### PROBLEMS TO SOLVE
A) From the CATArena article, extract the passage between "The platform features" and "constant expert annotation.", inclusive.
B) According to the CATArena article, what problem in traditional benchmarks does the open-ended scoring of its games eliminate?
==== READING TEXT ====
CATArena: New AI Tournament Platform Evaluates Learning and Strategy Coding in LLM Agents
Published on November 3, 2025 at 05:00 AM
A team of researchers has unveiled CATArena, a new evaluation platform designed to systematically measure the learning ability and strategy coding skills of Large Language Model (LLM) agents. Unlike existing benchmarks that focus on end-to-end performance in fixed scenarios, CATArena emphasizes continuous learning and adaptation through iterative tournament competitions.
The platform features a competitive peer-learning framework where agents refine their strategies through repeated interactions and feedback. CATArena incorporates four diverse board and card games with open-ended scoring, eliminating the score saturation issues found in traditional benchmarks. This design allows for ongoing, dynamic evaluation of rapidly advancing agent capabilities without requiring constant expert annotation.
==== GIVEN INFORMATION ====
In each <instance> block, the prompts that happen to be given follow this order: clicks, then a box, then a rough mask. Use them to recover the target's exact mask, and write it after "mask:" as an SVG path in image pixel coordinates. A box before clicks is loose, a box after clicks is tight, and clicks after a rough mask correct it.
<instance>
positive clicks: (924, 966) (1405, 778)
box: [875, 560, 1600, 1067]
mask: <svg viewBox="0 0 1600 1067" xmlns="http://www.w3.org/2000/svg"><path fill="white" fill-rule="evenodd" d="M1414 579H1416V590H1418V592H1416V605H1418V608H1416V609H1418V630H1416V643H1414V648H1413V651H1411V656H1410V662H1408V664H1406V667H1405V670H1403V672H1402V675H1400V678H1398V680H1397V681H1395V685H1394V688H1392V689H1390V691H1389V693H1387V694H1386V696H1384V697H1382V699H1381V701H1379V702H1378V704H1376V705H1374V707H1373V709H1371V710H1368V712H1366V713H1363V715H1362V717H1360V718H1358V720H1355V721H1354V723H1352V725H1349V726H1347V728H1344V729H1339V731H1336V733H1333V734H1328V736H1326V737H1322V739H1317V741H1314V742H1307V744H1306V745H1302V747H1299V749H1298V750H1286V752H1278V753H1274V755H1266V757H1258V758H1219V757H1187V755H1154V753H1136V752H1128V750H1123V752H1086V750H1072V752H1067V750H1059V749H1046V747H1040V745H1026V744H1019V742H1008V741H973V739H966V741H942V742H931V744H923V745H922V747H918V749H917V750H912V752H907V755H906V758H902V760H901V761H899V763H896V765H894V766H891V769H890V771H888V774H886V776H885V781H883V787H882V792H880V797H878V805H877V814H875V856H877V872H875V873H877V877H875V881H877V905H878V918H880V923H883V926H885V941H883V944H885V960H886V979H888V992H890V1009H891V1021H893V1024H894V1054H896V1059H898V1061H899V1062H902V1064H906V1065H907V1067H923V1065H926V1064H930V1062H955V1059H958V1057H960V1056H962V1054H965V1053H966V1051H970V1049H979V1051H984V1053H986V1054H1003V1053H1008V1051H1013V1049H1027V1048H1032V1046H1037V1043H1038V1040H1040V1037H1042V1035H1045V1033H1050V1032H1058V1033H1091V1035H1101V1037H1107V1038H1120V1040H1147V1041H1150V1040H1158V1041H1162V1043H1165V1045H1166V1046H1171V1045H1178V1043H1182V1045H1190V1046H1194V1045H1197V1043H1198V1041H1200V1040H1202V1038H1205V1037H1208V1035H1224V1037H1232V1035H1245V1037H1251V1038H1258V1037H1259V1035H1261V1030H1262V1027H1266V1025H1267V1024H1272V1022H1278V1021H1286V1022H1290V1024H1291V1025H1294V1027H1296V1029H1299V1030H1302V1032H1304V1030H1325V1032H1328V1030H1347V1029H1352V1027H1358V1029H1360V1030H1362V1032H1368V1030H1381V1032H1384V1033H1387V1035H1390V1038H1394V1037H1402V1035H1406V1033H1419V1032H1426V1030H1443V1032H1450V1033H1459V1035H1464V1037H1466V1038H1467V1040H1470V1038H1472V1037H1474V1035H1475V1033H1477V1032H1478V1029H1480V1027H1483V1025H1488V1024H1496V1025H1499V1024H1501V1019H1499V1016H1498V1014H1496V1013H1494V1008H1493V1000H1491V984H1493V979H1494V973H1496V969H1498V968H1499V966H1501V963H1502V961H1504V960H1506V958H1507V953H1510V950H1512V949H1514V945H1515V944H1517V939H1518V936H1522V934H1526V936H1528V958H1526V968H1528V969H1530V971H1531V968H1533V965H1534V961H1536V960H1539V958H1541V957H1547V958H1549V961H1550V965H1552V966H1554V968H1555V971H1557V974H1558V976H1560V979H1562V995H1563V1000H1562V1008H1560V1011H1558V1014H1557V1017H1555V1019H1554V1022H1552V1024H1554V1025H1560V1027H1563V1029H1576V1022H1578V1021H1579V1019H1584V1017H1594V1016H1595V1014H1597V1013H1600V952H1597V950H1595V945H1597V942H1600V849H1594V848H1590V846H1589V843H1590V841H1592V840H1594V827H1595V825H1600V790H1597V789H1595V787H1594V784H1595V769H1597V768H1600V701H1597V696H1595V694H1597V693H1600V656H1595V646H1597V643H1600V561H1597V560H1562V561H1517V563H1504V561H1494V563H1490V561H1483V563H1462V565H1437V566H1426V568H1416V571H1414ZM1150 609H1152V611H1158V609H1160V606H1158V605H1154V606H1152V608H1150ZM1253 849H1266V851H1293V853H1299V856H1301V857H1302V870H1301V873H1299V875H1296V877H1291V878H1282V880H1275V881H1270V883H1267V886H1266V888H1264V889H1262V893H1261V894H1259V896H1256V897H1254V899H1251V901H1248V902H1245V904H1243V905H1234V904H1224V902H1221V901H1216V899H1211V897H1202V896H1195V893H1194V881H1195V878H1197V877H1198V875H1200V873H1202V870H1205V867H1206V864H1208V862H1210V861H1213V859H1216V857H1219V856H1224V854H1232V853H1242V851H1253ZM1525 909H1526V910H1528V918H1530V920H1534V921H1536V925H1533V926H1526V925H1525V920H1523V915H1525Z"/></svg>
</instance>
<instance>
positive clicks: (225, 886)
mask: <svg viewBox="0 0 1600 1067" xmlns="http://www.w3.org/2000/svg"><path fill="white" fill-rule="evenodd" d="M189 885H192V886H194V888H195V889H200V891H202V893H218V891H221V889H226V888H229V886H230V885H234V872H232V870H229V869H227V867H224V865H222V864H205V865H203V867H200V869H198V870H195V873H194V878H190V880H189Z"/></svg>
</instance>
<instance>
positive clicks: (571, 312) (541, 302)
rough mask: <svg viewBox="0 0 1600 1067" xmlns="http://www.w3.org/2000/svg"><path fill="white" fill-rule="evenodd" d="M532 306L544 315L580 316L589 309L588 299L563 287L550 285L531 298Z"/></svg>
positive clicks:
====
### RESULTS FOR THE EXERCISE
A)
The platform features a competitive peer-learning framework where agents refine their strategies through repeated interactions and feedback. CATArena incorporates four diverse board and card games with open-ended scoring, eliminating the score saturation issues found in traditional benchmarks. This design allows for ongoing, dynamic evaluation of rapidly advancing agent capabilities without requiring constant expert annotation.

B) It eliminates score saturation.